(Dataset entries)
====================

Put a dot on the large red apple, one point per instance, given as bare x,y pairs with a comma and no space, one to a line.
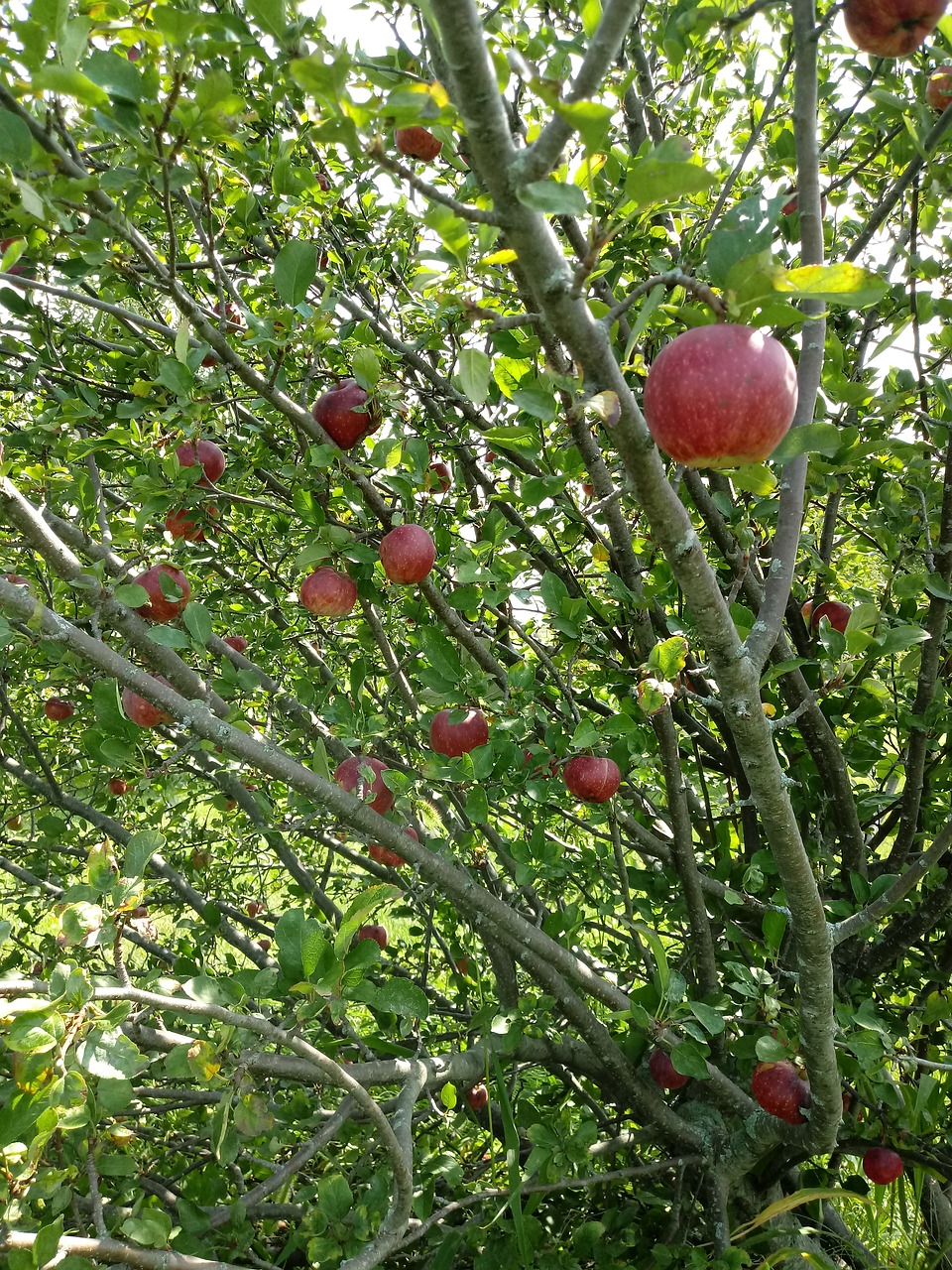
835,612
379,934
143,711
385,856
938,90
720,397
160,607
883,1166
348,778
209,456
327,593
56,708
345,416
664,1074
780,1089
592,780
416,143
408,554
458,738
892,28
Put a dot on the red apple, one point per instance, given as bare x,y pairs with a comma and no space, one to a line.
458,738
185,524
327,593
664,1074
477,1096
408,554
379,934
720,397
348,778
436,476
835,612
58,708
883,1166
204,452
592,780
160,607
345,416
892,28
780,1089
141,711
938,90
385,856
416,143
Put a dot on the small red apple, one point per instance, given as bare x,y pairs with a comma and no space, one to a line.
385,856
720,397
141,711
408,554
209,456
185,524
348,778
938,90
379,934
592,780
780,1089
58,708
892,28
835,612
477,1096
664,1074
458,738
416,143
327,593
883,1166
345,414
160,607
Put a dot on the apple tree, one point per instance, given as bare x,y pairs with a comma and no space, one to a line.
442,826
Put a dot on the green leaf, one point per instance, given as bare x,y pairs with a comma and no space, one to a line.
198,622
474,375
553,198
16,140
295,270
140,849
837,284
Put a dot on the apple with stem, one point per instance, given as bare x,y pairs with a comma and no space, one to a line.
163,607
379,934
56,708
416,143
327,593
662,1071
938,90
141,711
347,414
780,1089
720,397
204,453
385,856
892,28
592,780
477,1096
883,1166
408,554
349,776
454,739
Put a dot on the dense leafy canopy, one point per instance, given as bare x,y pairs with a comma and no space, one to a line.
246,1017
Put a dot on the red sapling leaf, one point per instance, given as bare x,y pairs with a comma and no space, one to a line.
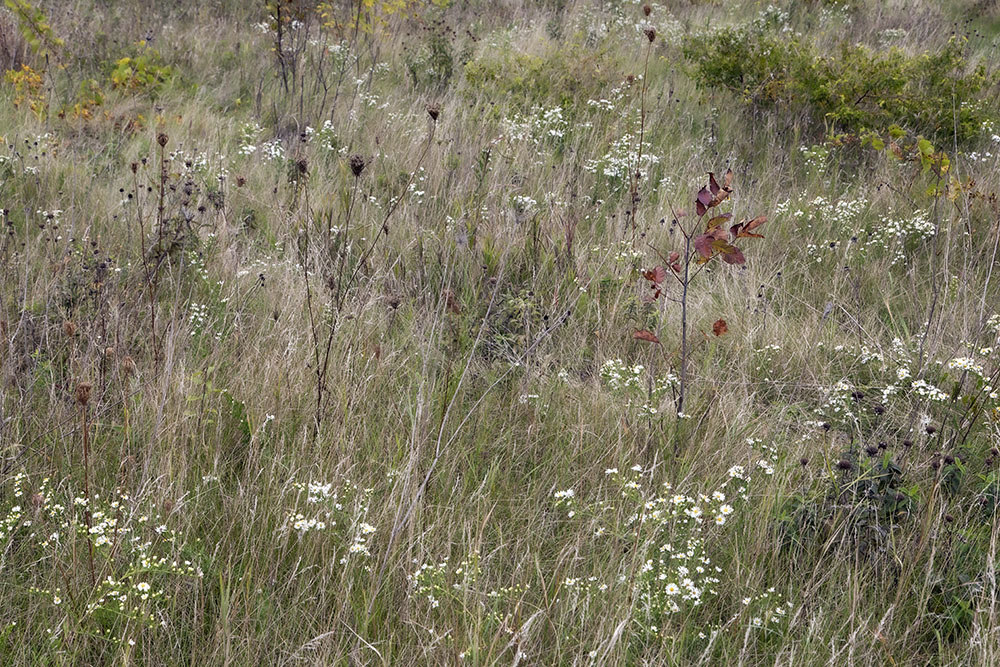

====================

AIM OF THE TASK
In the copy, include every record exactly and no pictures at all.

OUTPUT FOR THIS EXERCISE
Put a dot on the large red apple, one point per instance, given as bare x,y pairs with a comma and no space, one to a line.
835,612
379,934
143,711
385,856
938,90
720,397
160,607
883,1166
348,778
209,456
327,593
56,708
345,416
664,1074
780,1089
592,780
416,143
408,554
458,738
892,28
Put a dot on the red apple, one point per instance, given as bare x,y pairs with a comma and no space, one to a line.
458,738
185,524
327,593
664,1074
477,1096
408,554
379,934
720,397
348,778
436,476
835,612
58,708
883,1166
204,452
592,780
160,607
345,416
892,28
780,1089
141,711
938,90
385,856
416,143
Put a dot on the small red apple, one point per instance, given as bare x,y pairs with a comma and no space, one to a line.
385,856
720,397
141,711
408,554
209,456
185,524
348,778
938,90
379,934
592,780
780,1089
58,708
892,28
835,612
477,1096
664,1074
458,738
416,143
327,593
883,1166
345,414
160,607
Put a dot on the apple tree, one point per instance, given as bare x,y pairs with a comma and no space, one to a line.
442,826
Put a dot on the green leaf, one point per instance, given as bare x,y pairs with a comma and no space, one to a line.
198,622
474,375
553,198
16,140
295,270
140,849
837,284
Put a dot on the apple with stem, one point per instance, given as bare x,y pairs with a comma and no space, one to a line.
163,607
379,934
56,708
416,143
327,593
662,1071
938,90
141,711
347,414
780,1089
720,397
204,453
385,856
892,28
592,780
477,1096
883,1166
408,554
349,776
454,739
Put a dot on the dense leafy canopy, one point per instance, given as bare x,y pairs with a comma and no space, one to a line.
246,1017
Put a dot on the red sapling leaf, one point per instance, given as bare x,y pairs with a comma and no space, one to a line.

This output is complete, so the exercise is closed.